How to complete this task:
In the entries below, tally the lines that contain the string "stadium", then state that number alone.

Data to process below:

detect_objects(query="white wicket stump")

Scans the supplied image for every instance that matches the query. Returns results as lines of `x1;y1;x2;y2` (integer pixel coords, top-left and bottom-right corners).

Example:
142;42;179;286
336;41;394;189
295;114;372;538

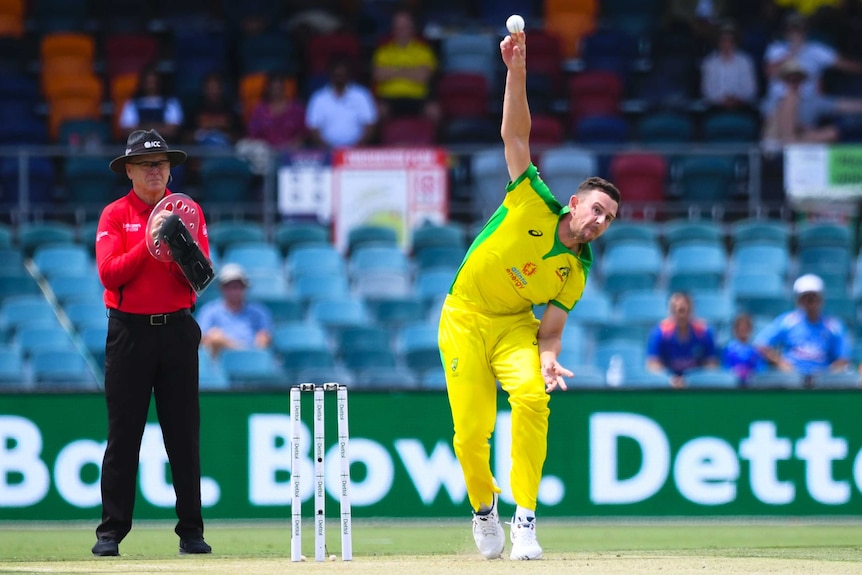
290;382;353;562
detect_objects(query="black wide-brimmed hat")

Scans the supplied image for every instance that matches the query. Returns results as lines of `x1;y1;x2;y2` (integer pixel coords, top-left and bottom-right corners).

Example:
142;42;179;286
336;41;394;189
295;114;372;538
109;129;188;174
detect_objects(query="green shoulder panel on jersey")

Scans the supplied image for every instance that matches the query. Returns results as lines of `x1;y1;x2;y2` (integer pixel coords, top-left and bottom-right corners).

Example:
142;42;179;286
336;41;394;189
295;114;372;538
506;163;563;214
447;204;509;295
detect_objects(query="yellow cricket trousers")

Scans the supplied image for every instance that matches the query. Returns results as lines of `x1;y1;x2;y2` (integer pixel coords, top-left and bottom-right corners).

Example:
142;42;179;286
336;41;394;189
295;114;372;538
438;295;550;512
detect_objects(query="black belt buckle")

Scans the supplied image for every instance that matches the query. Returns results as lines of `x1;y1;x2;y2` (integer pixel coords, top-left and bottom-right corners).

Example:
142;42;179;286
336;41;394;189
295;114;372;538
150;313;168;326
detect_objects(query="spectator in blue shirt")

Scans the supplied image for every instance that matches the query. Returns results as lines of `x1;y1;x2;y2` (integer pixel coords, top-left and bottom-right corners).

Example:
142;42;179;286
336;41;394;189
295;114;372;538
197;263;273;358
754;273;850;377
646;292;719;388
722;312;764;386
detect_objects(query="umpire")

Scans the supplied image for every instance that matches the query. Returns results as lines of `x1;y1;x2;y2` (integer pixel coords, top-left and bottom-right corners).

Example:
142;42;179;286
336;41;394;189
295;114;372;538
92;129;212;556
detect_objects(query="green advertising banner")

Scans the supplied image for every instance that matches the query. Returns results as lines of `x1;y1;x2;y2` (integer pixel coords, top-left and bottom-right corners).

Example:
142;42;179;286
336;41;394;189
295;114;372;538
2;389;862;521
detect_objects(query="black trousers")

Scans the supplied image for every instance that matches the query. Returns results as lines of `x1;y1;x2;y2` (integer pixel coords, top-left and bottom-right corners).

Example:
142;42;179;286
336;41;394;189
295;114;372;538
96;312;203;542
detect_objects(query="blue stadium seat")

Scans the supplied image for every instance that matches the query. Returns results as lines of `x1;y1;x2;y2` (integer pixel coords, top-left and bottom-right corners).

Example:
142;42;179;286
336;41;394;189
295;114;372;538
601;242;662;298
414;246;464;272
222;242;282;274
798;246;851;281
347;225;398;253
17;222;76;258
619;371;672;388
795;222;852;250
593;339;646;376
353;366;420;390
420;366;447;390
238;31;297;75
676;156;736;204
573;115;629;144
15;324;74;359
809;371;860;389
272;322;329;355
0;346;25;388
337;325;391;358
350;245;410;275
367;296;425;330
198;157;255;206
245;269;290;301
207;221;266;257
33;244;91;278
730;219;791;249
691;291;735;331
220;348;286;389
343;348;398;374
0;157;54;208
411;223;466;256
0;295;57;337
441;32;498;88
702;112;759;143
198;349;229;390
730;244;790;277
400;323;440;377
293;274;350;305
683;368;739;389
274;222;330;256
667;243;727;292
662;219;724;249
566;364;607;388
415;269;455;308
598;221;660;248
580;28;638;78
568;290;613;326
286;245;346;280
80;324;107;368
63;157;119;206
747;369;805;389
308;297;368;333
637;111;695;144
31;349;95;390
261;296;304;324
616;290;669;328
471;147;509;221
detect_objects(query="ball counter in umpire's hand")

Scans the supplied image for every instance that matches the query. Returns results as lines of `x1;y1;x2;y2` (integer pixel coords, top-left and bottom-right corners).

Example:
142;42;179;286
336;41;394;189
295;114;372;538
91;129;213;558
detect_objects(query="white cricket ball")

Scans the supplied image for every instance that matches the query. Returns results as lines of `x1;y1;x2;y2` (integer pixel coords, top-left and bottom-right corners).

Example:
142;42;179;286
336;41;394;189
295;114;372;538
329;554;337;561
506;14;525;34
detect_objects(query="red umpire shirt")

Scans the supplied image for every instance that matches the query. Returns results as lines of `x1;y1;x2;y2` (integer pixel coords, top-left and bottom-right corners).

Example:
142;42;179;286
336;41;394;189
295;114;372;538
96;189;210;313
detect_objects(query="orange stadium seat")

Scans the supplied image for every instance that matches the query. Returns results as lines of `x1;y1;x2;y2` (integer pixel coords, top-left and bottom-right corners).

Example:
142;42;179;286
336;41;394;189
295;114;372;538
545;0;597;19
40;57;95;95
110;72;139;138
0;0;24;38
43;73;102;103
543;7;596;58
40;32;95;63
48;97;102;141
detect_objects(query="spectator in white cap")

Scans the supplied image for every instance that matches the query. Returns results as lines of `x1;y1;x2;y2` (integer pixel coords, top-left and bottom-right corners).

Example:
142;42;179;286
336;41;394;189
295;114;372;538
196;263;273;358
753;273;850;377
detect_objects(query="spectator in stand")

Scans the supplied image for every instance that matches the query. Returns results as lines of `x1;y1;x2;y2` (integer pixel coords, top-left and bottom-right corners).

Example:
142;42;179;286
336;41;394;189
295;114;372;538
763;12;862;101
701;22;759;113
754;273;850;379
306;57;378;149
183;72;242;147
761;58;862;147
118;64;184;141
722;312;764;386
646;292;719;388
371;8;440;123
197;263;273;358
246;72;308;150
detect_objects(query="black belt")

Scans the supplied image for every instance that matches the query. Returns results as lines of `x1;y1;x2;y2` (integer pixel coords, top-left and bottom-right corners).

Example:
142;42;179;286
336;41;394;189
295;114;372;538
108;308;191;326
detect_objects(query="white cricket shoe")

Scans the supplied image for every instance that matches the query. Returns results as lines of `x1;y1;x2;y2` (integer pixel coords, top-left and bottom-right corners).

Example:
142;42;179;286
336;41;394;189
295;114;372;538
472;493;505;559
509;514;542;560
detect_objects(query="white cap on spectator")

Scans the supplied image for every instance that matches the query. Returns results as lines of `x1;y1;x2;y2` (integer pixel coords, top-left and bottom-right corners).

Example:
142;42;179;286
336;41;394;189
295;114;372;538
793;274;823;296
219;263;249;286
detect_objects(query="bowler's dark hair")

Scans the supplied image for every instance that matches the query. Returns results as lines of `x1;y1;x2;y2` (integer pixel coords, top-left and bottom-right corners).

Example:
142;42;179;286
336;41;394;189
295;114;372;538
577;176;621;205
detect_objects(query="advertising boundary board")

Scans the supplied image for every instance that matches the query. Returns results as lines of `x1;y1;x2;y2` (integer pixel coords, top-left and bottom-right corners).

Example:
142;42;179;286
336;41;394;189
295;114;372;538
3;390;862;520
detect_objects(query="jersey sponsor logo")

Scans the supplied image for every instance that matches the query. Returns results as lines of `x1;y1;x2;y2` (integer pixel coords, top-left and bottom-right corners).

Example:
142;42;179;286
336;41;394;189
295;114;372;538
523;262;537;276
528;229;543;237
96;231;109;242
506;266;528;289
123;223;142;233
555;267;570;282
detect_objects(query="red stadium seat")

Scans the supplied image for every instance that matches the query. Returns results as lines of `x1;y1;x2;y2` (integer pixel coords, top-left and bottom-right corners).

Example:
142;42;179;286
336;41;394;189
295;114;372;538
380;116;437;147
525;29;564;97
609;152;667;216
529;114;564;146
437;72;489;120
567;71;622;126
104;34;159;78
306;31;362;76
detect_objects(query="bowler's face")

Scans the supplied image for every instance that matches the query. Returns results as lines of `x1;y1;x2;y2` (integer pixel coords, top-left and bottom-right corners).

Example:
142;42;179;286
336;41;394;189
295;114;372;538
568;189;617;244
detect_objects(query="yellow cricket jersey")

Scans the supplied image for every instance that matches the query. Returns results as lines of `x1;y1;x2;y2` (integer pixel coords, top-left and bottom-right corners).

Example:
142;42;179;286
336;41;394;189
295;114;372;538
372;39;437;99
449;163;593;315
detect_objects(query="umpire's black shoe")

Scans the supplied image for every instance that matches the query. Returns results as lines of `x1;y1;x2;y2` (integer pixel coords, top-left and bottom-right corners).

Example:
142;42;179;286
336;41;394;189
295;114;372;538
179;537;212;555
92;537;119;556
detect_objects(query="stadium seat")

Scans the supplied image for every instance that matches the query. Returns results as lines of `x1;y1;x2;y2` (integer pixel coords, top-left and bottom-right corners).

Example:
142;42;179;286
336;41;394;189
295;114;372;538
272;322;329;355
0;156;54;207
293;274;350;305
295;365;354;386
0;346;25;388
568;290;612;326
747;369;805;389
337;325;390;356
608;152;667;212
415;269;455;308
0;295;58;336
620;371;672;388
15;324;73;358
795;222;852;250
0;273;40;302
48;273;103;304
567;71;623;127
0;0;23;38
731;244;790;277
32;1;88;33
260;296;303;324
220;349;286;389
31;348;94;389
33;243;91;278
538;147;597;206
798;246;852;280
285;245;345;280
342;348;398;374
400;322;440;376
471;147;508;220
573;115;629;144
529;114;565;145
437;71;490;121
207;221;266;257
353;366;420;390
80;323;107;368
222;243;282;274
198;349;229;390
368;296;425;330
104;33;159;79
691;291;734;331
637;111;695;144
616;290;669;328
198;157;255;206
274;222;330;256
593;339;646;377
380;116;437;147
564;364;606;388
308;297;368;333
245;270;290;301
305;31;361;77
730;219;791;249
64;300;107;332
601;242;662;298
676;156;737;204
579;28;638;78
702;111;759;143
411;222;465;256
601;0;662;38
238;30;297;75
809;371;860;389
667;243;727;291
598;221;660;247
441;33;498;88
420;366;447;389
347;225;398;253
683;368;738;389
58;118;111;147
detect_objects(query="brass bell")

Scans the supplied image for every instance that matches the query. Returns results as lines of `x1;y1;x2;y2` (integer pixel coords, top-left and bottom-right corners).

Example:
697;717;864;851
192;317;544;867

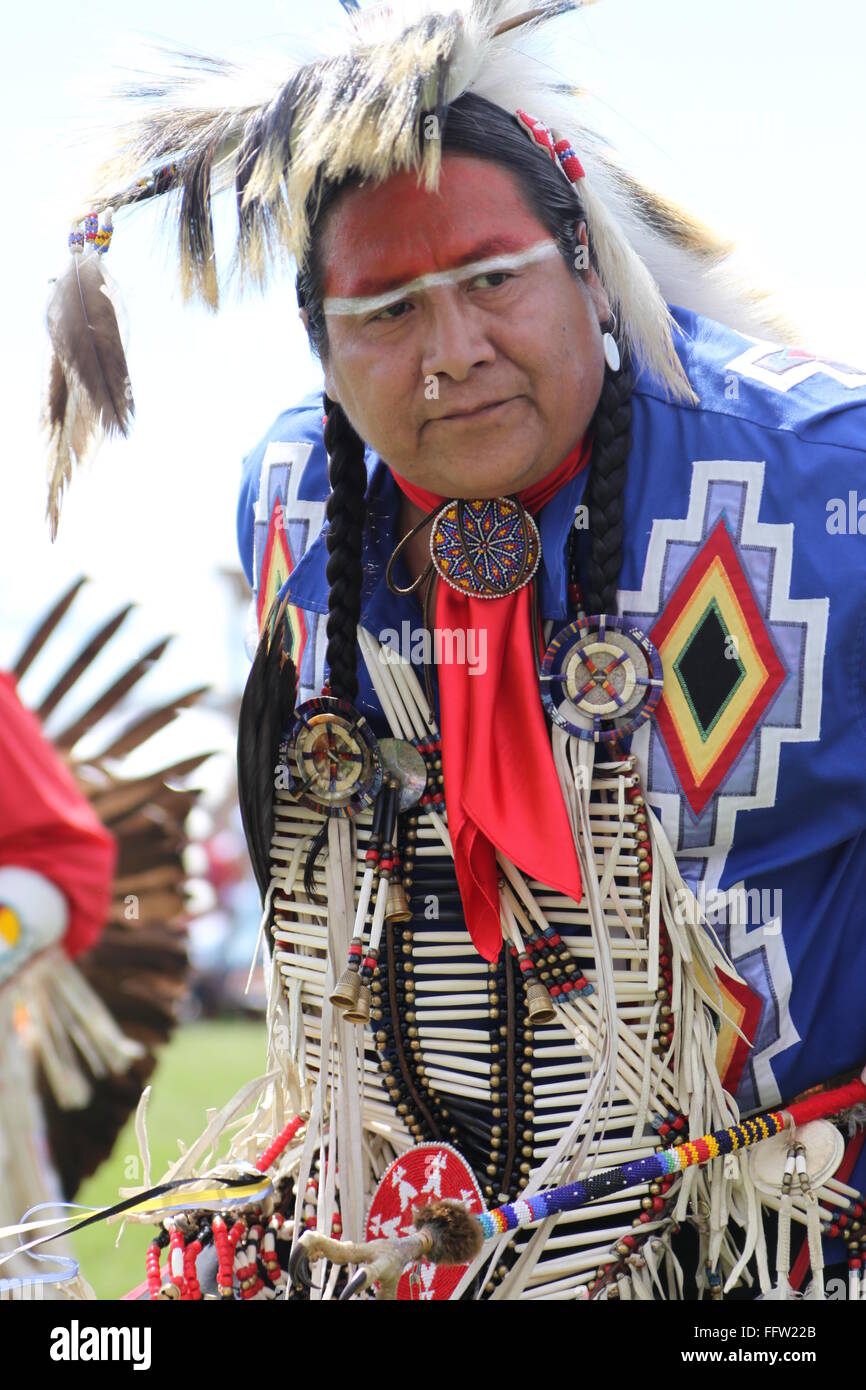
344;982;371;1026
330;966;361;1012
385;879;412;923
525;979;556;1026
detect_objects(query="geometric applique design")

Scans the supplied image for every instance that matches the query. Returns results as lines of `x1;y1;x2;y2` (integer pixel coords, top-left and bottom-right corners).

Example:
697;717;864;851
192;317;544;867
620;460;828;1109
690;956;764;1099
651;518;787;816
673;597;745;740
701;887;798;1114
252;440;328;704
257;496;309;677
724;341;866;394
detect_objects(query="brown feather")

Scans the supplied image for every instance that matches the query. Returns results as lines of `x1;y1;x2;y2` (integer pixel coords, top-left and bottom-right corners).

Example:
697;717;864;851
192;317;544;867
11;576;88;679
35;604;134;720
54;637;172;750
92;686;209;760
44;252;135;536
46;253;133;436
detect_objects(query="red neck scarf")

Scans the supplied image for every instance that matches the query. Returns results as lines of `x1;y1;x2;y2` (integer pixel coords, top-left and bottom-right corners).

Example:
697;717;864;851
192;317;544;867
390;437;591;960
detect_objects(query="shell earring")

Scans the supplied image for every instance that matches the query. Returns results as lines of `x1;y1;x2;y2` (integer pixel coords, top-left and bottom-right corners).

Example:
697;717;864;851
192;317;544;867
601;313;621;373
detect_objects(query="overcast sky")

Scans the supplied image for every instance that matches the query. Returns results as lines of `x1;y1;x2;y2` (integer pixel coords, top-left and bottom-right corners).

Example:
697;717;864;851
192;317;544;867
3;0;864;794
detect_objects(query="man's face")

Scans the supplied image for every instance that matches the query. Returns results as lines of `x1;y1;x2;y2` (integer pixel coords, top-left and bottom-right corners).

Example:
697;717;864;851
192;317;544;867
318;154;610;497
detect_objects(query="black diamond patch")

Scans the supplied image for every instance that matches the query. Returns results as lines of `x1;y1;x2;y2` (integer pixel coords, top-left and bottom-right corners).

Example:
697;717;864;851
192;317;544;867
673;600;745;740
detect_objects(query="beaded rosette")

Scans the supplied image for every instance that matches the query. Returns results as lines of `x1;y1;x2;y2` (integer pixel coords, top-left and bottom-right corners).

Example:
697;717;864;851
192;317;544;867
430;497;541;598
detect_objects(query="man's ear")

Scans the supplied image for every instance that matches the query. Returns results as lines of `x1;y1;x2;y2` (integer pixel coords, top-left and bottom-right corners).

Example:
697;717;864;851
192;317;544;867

End of Data to process.

Output below:
4